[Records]
* * *

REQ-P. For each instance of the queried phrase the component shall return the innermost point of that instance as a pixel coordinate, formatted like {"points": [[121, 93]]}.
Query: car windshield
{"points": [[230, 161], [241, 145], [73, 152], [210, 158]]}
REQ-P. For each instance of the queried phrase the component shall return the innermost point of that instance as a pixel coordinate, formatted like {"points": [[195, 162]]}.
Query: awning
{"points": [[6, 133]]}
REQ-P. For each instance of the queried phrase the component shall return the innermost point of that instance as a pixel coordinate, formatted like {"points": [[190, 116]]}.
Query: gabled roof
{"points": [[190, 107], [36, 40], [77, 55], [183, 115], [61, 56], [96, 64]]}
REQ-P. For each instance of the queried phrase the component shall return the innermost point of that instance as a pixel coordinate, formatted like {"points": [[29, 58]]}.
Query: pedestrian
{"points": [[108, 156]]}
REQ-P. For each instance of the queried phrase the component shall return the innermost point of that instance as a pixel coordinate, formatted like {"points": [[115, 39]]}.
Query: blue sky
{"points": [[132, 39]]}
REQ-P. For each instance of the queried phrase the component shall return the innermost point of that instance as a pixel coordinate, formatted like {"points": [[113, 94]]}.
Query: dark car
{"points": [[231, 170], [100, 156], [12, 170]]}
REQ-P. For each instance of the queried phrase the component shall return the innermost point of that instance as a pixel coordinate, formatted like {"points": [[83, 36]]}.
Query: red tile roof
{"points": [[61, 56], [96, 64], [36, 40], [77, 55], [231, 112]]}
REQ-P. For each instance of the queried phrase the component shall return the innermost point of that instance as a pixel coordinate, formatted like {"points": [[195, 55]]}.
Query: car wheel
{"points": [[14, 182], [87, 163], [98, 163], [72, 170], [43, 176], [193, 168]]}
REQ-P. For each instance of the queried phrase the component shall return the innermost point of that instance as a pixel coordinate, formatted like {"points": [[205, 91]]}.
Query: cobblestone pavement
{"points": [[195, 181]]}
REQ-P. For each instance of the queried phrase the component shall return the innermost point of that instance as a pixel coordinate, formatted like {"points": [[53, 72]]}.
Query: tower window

* * *

#### Exercise description
Recite the full listing above exactly.

#### Result of this exercise
REQ-P. For each instance of the queried phrase the component shall return the innermost point of that instance as a pixel coordinate, formatted like {"points": [[121, 93]]}.
Query: car windshield
{"points": [[230, 161], [241, 145], [73, 152], [210, 158]]}
REQ-P. For each instance of the queried phrase the component shall return the innermost point of that instance as a pixel coordinate, formatted like {"points": [[195, 162]]}.
Query: awning
{"points": [[6, 133]]}
REQ-P. For each instance of the queried phrase the component shall return the innermost point of that instance as a pixel coordinate, formatted like {"points": [[190, 116]]}.
Query: gabled roof
{"points": [[190, 107], [36, 40], [77, 55], [183, 115], [61, 56], [96, 64]]}
REQ-P. For each instance of the queried phrase the component shall return the innermost point of that instance as a pixel coordinate, formatted like {"points": [[29, 58]]}.
Query: pedestrian
{"points": [[108, 156]]}
REQ-P. For each instance of the queried phrase the component shall return the innermost point of that instance as a pixel coordinate, formatted like {"points": [[115, 39]]}.
Query: blue sky
{"points": [[132, 39]]}
REQ-P. For each instance of the queried phrase the component shall return the innermost point of that instance as a pixel coordinate, formatted like {"points": [[113, 94]]}.
Query: dark car
{"points": [[231, 170], [100, 156], [12, 170]]}
REQ-P. For each instance of the queried phrase the component shall return the innermost point of that instance as a pixel coordinate, formatted like {"points": [[83, 36]]}.
Query: red tile roof
{"points": [[61, 56], [96, 64], [36, 40], [77, 55], [231, 112]]}
REQ-P. For each instance of the queried phrase the component shall return the innermost point of that instance as a pixel coordinate, formatted like {"points": [[195, 55]]}.
Query: car wheel
{"points": [[14, 182], [87, 163], [98, 163], [72, 170], [43, 176], [193, 168]]}
REQ-P. For each instance of the queried phrase the component shall return the innermost point of that instance as a pixel coordinate, formatted like {"points": [[205, 91]]}.
Query: cobblestone pavement
{"points": [[195, 181]]}
REQ-P. For each instance of the queried phrase the component shall return the innermost point of that instance as a pixel coordinate, formatted like {"points": [[53, 72]]}.
Query: tower window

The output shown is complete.